PORTLAND, Oregon — Public schools in the Portland metro area can't have students back in the classroom full-time yet based on coronavirus cases and other public health metrics. But private schools can have kids back part-time under the state's Ready Schools, Safe Learners 2020-21 school year rules.
It feels foreign but teachers and staff at Cathedral School in Northwest Portland are grateful to be there. So are the kids, who are now in school for a few hours a day for the first time since March.
“I'm so excited that I'm really at school now!” Jack Hanover, a Cathedral School student, said.
Oregon private schools came up with their own plans for the 2020-2021 school year.
"We’re trying to work out ways to encourage kids to interact with each other. That certainly looks different if they’re on a screen. But we use breakout rooms so we can actually have small groups of students,” Cathedral School kindergarten teacher Kate Gobel said.
"Our young students, K through third grade, really need face-to-face instruction,” Cathedral School principal Amy Biggs said.
Cathedral School opened up to kindergarteners through third graders, who are separated into groups of 20, under an emergency daycare license.
"Our instructional assistants are managing kids and supervising digital learning while teachers in their classrooms are actually teaching digitally to the kids at home. And kids are located in our cafeteria, library, music room,” Biggs said.
Columbia Christian in Northeast Portland chose to go with a hybrid model for now, meaning limited in-person plus distance learning.
Because all three of her kids have roughly the same schedule, parent Junko Tuss brings her kindergartener, second-grader and fourth-grader to school at the same time on Mondays and Thursdays.
Kindergartners through eighth-graders have been back in small cohorts for two hours in the morning two days a week for the past week. The rest of the time students do remote learning.
Columbia Christian president Ami Vensel said under Oregon Department of Education (ODE) guidelines, students are allowed to be back at the small private school more than two days a week, but they are limiting it so teachers can adjust.

Exercise set:
• a. List every person named in the article about Portland private schools reopening.
• b. Write out the part of the article about Portland private schools reopening starting with "PORTLAND, Oregon —" and going on through "time since March.".
• c. Write the next part of the article about Portland private schools reopening, picking up after its final sentence.

Data:

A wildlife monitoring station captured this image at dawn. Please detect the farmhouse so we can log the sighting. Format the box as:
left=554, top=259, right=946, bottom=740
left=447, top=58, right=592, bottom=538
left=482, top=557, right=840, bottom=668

Answers below:
• a.
Jack Hanover
Kate Gobel
Amy Biggs
Junko Tuss
Ami Vensel

• b.
PORTLAND, Oregon — Public schools in the Portland metro area can't have students back in the classroom full-time yet based on coronavirus cases and other public health metrics. But private schools can have kids back part-time under the state's Ready Schools, Safe Learners 2020-21 school year rules.
It feels foreign but teachers and staff at Cathedral School in Northwest Portland are grateful to be there. So are the kids, who are now in school for a few hours a day for the first time since March.

• c.
“They’re supporting kids at school, at home and they're still meeting those requirements of instruction every day. So, it's a lot to manage,” Vensel said.
"A lot of students, being physically in the room, even though they're removed distance-wise, it really has breathed some life into them and given them some hope that this will eventually be over. We just have to be smart while it's still here,” Columbia Christian School sixth grade teacher Doug Moore said.
Moore has eight kids in his class at a time, physically distant and masked-up. The most challenging component has been trying to keep his middle school students apart and socially distant, so he must remind them constantly.
Private schools have to follow certain parts of the state's guidance. They must follow public health protocols as outlined in the state's guidance, which includes things like health screenings before entering buildings and face coverings; facilities and school operations, which covers cleaning and ventilation, arrival and dismissal and technology; and they must develop disease prevention and response to a COVID-19 outbreak.
"I think they're doing their best: they’re checking temperatures, using sanitizers in the morning when they go in and during school. I can’t see but I believe, I trust them the same way with masks and face coverings,” Tuss said.
Parents like Tuss who sent kids back, even just for a couple hours a week, breathed a small sigh of relief this month.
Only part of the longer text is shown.